* What you will do *
Without altering a single character, set down all of the data below.

* Records provided *

□ □ □ □

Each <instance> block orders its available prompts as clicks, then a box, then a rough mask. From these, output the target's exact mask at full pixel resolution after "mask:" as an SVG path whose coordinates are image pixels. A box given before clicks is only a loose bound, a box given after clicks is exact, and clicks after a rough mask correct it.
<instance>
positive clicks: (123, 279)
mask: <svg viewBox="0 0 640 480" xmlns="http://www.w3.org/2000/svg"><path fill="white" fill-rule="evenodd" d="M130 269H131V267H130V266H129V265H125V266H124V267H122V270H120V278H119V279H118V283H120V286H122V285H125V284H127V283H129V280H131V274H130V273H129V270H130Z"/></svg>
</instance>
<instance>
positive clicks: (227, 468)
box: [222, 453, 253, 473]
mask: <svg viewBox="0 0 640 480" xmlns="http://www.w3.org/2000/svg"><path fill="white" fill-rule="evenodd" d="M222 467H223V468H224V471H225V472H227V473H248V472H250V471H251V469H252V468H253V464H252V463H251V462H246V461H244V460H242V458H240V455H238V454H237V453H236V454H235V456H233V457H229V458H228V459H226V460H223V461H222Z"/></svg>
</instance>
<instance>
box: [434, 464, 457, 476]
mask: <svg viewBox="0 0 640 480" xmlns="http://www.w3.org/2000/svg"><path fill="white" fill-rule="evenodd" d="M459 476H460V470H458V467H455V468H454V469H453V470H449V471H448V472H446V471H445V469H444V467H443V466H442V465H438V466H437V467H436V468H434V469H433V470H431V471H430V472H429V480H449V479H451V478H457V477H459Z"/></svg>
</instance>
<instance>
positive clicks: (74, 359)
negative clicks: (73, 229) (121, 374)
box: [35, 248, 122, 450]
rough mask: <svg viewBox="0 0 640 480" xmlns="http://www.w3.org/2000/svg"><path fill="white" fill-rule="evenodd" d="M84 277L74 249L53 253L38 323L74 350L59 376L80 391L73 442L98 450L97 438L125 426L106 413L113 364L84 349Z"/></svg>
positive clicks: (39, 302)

□ □ □ □

* Finished exercise *
Each <instance> block orders its available prompts as clicks, then a box, then a rough mask. From these, output the target's exact mask at full pixel resolution after "mask:" as an SVG path whose coordinates are image pixels. A box given before clicks is only a loose bound, a box given after clicks is exact, and clicks after a rough mask correct it.
<instance>
positive clicks: (123, 279)
mask: <svg viewBox="0 0 640 480" xmlns="http://www.w3.org/2000/svg"><path fill="white" fill-rule="evenodd" d="M130 269H131V267H130V266H129V265H125V266H124V267H122V270H120V278H119V279H118V283H120V286H122V285H125V284H127V283H129V280H131V274H130V273H129V270H130Z"/></svg>
</instance>
<instance>
positive clicks: (227, 468)
box: [222, 453, 253, 473]
mask: <svg viewBox="0 0 640 480" xmlns="http://www.w3.org/2000/svg"><path fill="white" fill-rule="evenodd" d="M222 467H223V468H224V471H225V472H227V473H248V472H250V471H251V469H252V468H253V464H252V463H251V462H246V461H244V460H242V458H240V455H238V454H237V453H236V454H235V456H233V457H229V458H228V459H226V460H223V461H222Z"/></svg>
</instance>
<instance>
box: [434, 464, 457, 476]
mask: <svg viewBox="0 0 640 480" xmlns="http://www.w3.org/2000/svg"><path fill="white" fill-rule="evenodd" d="M459 476H460V470H458V467H455V468H454V469H453V470H449V471H448V472H446V471H445V469H444V467H443V466H442V465H438V466H437V467H436V468H434V469H433V470H431V471H430V472H429V480H449V479H451V478H457V477H459Z"/></svg>
</instance>
<instance>
positive clicks: (74, 359)
negative clicks: (73, 229) (121, 374)
box: [35, 248, 122, 450]
rough mask: <svg viewBox="0 0 640 480" xmlns="http://www.w3.org/2000/svg"><path fill="white" fill-rule="evenodd" d="M84 277L74 249L53 253L38 323L74 350L59 376L80 391L73 442L98 450L97 438L125 426L106 413L113 364L84 349Z"/></svg>
positive clicks: (39, 302)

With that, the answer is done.